▶ REQUIREMENT A: Which lines in the rows below contain the word "keyboard"? List each of those lines in full.

▶ SOURCE:
○ ○ ○

Archaeologists have discovered two forms of jade that can be found across Taiwan through the Philippines, East Malaysia, central and southern Vietnam, and even extending to eastern Cambodia and peninsular Thailand. These two forms are called lingling-o penannular earring with three pointed circumferential projections and the double animal-headed ear pendant. The forms are very similar in size and range from about 30–35 mm in diameter. Furthermore, radiocarbon dates have dated these forms in Southeast Asia from around 500 BC to 500 AD. Electron probe microanalysis shows that the raw material of these two types of artifacts was nephrite jade from Taiwan called Fengtian nephrite. Evidence recovered from multiple sites from Taiwan, the Philippines, and the mainland southeast Asia suggests that Taiwan was the main source of the exchange of this kind of jade. During the Iron Age of Southeast Asia, there may have been skilled craftsmen traveling from Taiwan to southeast Asia along the coastline of the South China Sea, making jade ornaments for local inhabitants.

○ ○ ○

Region outline entries:
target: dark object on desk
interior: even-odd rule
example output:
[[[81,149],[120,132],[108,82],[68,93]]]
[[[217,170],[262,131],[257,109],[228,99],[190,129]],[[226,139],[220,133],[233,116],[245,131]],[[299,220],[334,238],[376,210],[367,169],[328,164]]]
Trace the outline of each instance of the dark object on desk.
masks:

○ ○ ○

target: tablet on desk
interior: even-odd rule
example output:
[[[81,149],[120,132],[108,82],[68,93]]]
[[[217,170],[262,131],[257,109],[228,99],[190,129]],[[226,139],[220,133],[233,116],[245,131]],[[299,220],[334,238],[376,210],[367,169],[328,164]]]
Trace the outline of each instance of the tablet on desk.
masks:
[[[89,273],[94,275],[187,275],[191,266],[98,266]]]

○ ○ ○

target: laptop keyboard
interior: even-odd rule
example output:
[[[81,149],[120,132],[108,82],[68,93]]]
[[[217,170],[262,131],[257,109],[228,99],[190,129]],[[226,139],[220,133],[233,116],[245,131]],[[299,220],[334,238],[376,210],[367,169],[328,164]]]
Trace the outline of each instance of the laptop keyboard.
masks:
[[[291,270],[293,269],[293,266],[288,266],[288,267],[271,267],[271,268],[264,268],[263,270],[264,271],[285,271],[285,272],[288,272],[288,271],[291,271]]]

○ ○ ○

▶ REQUIREMENT B: Can you pick up the passage on Taiwanese jade in Southeast Asia after its last sentence and write what follows?

▶ OUTPUT A:
target: laptop keyboard
Trace the outline of each instance of the laptop keyboard.

▶ OUTPUT B:
Māori [ edit ]
Nephrite jade in New Zealand is known as pounamu in the Māori language (often called "greenstone" in New Zealand English), and plays an important role in Māori culture. It is considered a taonga, or treasure, and therefore protected under the Treaty of Waitangi, and the exploitation of it is restricted and closely monitored. It is found only in the South Island of New Zealand, known as Te Wai Pounamu in Māori—"The [land of] Greenstone Water", or Te Wahi Pounamu—"The Place of Greenstone".
Pounamu taonga increase in mana (prestige) as they pass from one generation to another. The most prized taonga are those with known histories going back many generations. These are believed to have their own mana and were often given as gifts to seal important agreements.
Tools, weapons and ornaments were made of it; in particular adzes, the 'mere' (short club), and the hei-tiki (neck pendant). Nephrite jewellery of Maori design is widely popular with locals and tourists, although some of the jade used for these is now imported from British Columbia and elsewhere.
Pounamu taonga include tools such as toki (adzes), whao (chisels), whao whakakōka (gouges), ripi pounamu (knives), scrapers, awls, hammer stones, and drill points. Hunting tools include matau (fishing hooks) and lures, spear points, and kākā poria (leg rings for fastening captive birds); weapons such as mere (short handled clubs); and ornaments such as pendants (hei-tiki, hei matau and pekapeka), ear pendants (kuru and kapeu), and cloak pins. Functional pounamu tools were widely worn for both practical and ornamental reasons, and continued to be worn as purely ornamental pendants (hei kakï) even after they were no longer used as tools.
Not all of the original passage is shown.